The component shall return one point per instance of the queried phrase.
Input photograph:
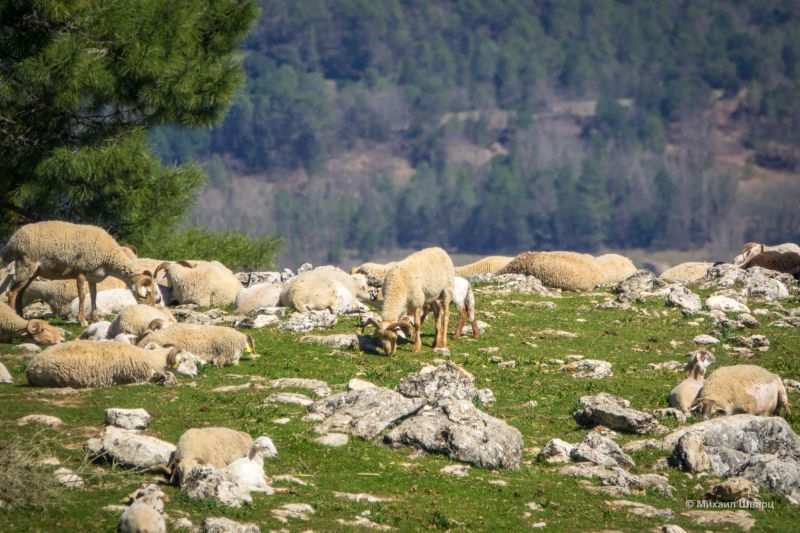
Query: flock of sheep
(55, 262)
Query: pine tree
(80, 85)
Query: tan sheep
(84, 364)
(742, 389)
(420, 278)
(13, 326)
(215, 446)
(561, 270)
(61, 250)
(487, 265)
(219, 345)
(615, 268)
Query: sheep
(215, 446)
(60, 293)
(788, 262)
(742, 389)
(615, 267)
(61, 250)
(260, 295)
(248, 472)
(464, 300)
(145, 512)
(418, 279)
(219, 345)
(684, 394)
(136, 319)
(205, 283)
(561, 270)
(487, 265)
(11, 326)
(686, 272)
(86, 364)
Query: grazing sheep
(420, 278)
(219, 345)
(12, 326)
(684, 394)
(260, 295)
(686, 272)
(561, 270)
(136, 319)
(205, 283)
(615, 267)
(215, 446)
(61, 250)
(145, 513)
(84, 364)
(248, 472)
(788, 262)
(742, 389)
(487, 265)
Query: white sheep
(219, 345)
(61, 250)
(684, 394)
(560, 270)
(13, 326)
(420, 278)
(248, 472)
(742, 389)
(85, 364)
(487, 265)
(145, 512)
(215, 446)
(205, 283)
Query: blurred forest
(508, 125)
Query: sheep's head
(387, 332)
(43, 332)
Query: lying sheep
(742, 389)
(12, 326)
(215, 446)
(487, 265)
(685, 393)
(136, 319)
(418, 279)
(788, 262)
(615, 268)
(219, 345)
(61, 250)
(84, 364)
(205, 283)
(561, 270)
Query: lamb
(86, 364)
(219, 345)
(561, 270)
(420, 278)
(615, 267)
(215, 446)
(145, 513)
(684, 394)
(11, 326)
(742, 389)
(788, 262)
(487, 265)
(61, 250)
(248, 472)
(136, 319)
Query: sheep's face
(43, 332)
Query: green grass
(426, 499)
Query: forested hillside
(488, 125)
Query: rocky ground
(555, 418)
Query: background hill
(501, 126)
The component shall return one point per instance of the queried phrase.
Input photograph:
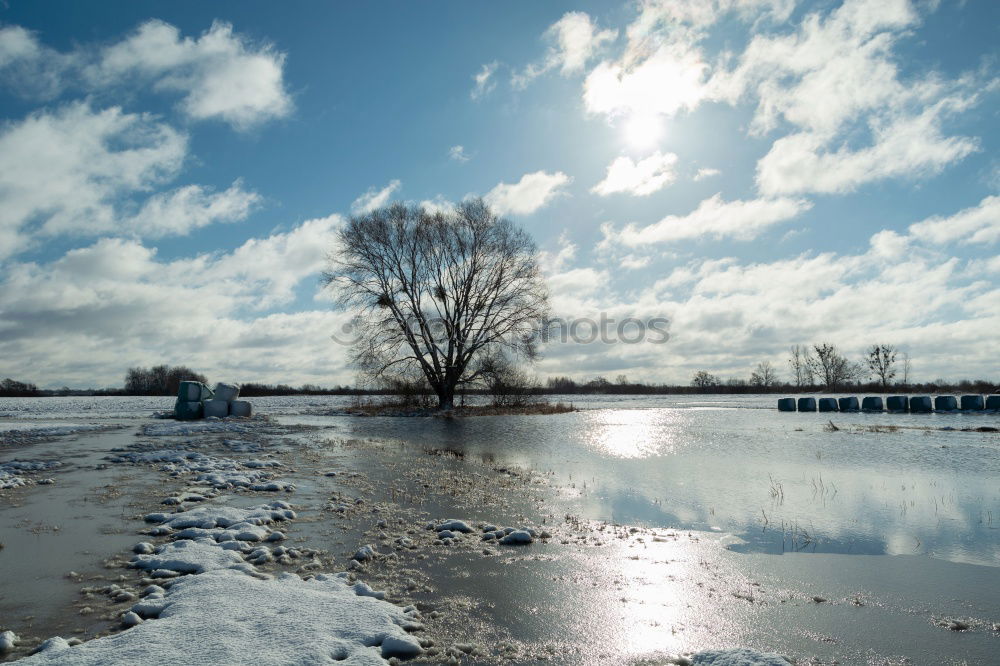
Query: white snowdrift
(226, 617)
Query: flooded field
(674, 524)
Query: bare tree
(801, 368)
(906, 368)
(704, 380)
(832, 368)
(880, 360)
(438, 292)
(763, 375)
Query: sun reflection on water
(634, 433)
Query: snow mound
(182, 428)
(191, 557)
(220, 520)
(278, 621)
(211, 471)
(733, 657)
(12, 473)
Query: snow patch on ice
(12, 474)
(209, 470)
(277, 621)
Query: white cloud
(85, 317)
(219, 74)
(438, 204)
(978, 224)
(639, 178)
(374, 198)
(64, 171)
(532, 192)
(484, 81)
(909, 146)
(741, 220)
(179, 211)
(669, 80)
(575, 39)
(835, 80)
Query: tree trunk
(446, 396)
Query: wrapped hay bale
(848, 404)
(188, 410)
(871, 404)
(945, 403)
(191, 391)
(219, 408)
(240, 408)
(897, 403)
(972, 403)
(227, 392)
(827, 404)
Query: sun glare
(643, 130)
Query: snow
(12, 473)
(736, 657)
(8, 639)
(183, 428)
(454, 526)
(211, 471)
(190, 557)
(274, 621)
(517, 537)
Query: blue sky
(761, 172)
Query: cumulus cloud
(439, 204)
(977, 224)
(374, 198)
(640, 178)
(836, 75)
(532, 192)
(741, 220)
(220, 74)
(179, 211)
(86, 316)
(575, 40)
(484, 80)
(64, 171)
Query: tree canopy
(446, 294)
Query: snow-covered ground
(498, 548)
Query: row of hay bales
(897, 404)
(196, 401)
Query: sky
(760, 173)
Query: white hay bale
(188, 410)
(946, 403)
(240, 408)
(972, 403)
(227, 392)
(219, 408)
(189, 391)
(828, 405)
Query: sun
(643, 130)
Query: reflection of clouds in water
(850, 491)
(633, 433)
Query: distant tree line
(159, 380)
(10, 388)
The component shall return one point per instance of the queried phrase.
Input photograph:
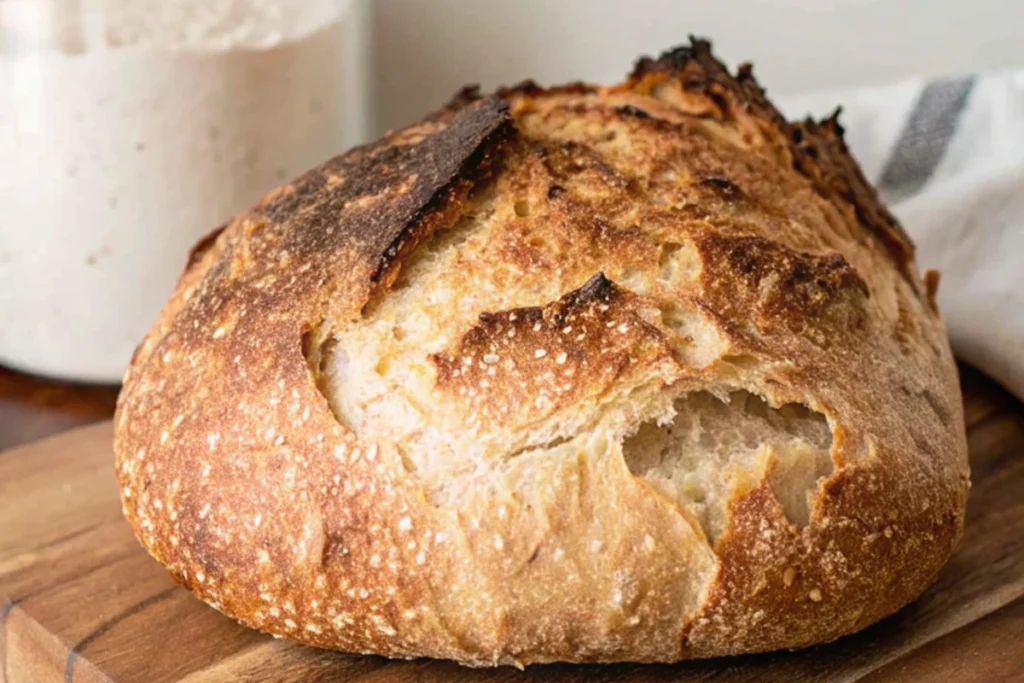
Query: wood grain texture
(81, 601)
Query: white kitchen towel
(947, 158)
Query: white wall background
(426, 49)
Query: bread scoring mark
(716, 449)
(520, 366)
(750, 279)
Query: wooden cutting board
(81, 601)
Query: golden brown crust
(536, 278)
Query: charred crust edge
(817, 148)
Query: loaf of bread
(588, 374)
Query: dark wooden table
(988, 648)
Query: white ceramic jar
(129, 129)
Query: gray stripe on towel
(925, 137)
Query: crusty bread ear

Task brief | Reproduce all of the items above word for word, leaving out the pictures.

Expected answer |
The component shall return one point per instance of the queried phrase.
Input photograph:
Query: flock of sheep
(55, 262)
Query: pine tree
(80, 85)
Query: tan sheep
(84, 364)
(742, 389)
(420, 278)
(13, 326)
(215, 446)
(561, 270)
(61, 250)
(487, 265)
(219, 345)
(615, 268)
Query: sheep
(215, 446)
(60, 293)
(788, 262)
(742, 389)
(615, 267)
(61, 250)
(260, 295)
(248, 472)
(464, 300)
(145, 512)
(418, 279)
(219, 345)
(684, 394)
(136, 319)
(205, 283)
(561, 270)
(487, 265)
(11, 326)
(686, 272)
(86, 364)
Query: grazing sheep
(420, 278)
(219, 345)
(12, 326)
(684, 394)
(260, 295)
(686, 272)
(561, 270)
(136, 319)
(205, 283)
(615, 267)
(215, 446)
(61, 250)
(145, 513)
(84, 364)
(248, 472)
(788, 262)
(742, 389)
(487, 265)
Query: white sheep
(219, 345)
(61, 250)
(684, 394)
(560, 270)
(13, 326)
(420, 278)
(248, 472)
(742, 389)
(85, 364)
(487, 265)
(145, 512)
(215, 446)
(205, 283)
Query: blurred forest
(508, 125)
Query: sheep's head
(387, 332)
(43, 332)
Query: lying sheep
(742, 389)
(12, 326)
(215, 446)
(487, 265)
(685, 393)
(136, 319)
(418, 279)
(788, 262)
(615, 268)
(219, 345)
(61, 250)
(84, 364)
(205, 283)
(561, 270)
Query: lamb
(86, 364)
(219, 345)
(561, 270)
(420, 278)
(615, 267)
(215, 446)
(145, 513)
(684, 394)
(11, 326)
(742, 389)
(788, 262)
(487, 265)
(61, 250)
(248, 472)
(136, 319)
Query: sheep's face
(43, 332)
Query: green grass
(426, 499)
Query: forested hillside
(488, 125)
Query: rocky ground
(555, 418)
Query: background hill
(501, 126)
The component shall return one point per instance of the queried phrase.
Input photograph:
Query: white snowdrift
(226, 617)
Query: flooded field
(674, 524)
Query: bare tree
(801, 368)
(906, 368)
(704, 380)
(832, 368)
(880, 360)
(438, 292)
(763, 375)
Query: sun reflection on water
(634, 433)
Query: snow mound
(182, 428)
(191, 557)
(220, 520)
(278, 621)
(211, 471)
(733, 657)
(12, 473)
Query: snow patch on ice
(12, 474)
(209, 470)
(277, 621)
Query: white cloud
(85, 317)
(219, 74)
(438, 204)
(978, 224)
(639, 178)
(374, 198)
(64, 171)
(532, 192)
(484, 81)
(909, 146)
(741, 220)
(179, 211)
(669, 80)
(575, 39)
(835, 80)
Query: tree trunk
(446, 396)
Query: wrapped hay bale
(848, 404)
(188, 410)
(871, 404)
(945, 403)
(191, 391)
(219, 408)
(240, 408)
(897, 403)
(972, 403)
(227, 392)
(827, 404)
Query: sun glare
(643, 130)
Query: snow
(12, 473)
(736, 657)
(8, 639)
(183, 428)
(454, 526)
(211, 471)
(190, 557)
(274, 621)
(517, 537)
Query: blue sky
(761, 172)
Query: cumulus cloud
(439, 204)
(977, 224)
(374, 198)
(640, 178)
(836, 75)
(532, 192)
(741, 220)
(220, 74)
(179, 211)
(86, 316)
(575, 40)
(484, 80)
(64, 171)
Query: tree canopy
(446, 294)
Query: snow-covered ground
(498, 548)
Query: row of hay bales
(897, 404)
(196, 401)
Query: sky
(760, 173)
Query: white hay bale
(188, 410)
(946, 403)
(240, 408)
(972, 403)
(227, 392)
(219, 408)
(189, 391)
(828, 405)
Query: sun
(643, 130)
Query: reflection of clouds in water
(850, 491)
(633, 433)
Query: distant tree line
(159, 380)
(10, 388)
The component shall return one point per instance of the queried phrase.
Input photograph:
Query: wood grain texture
(81, 601)
Query: white kitchen towel
(947, 158)
Query: white wall background
(426, 49)
Query: bread scoring mark
(716, 449)
(520, 366)
(750, 279)
Query: wooden cutting board
(81, 601)
Query: golden brown crust
(536, 278)
Query: charred crust edge
(817, 148)
Query: loaf of bread
(588, 374)
Query: dark wooden table
(988, 648)
Query: white ceramic jar
(129, 129)
Query: gray stripe on towel
(925, 137)
Query: crusty bread ear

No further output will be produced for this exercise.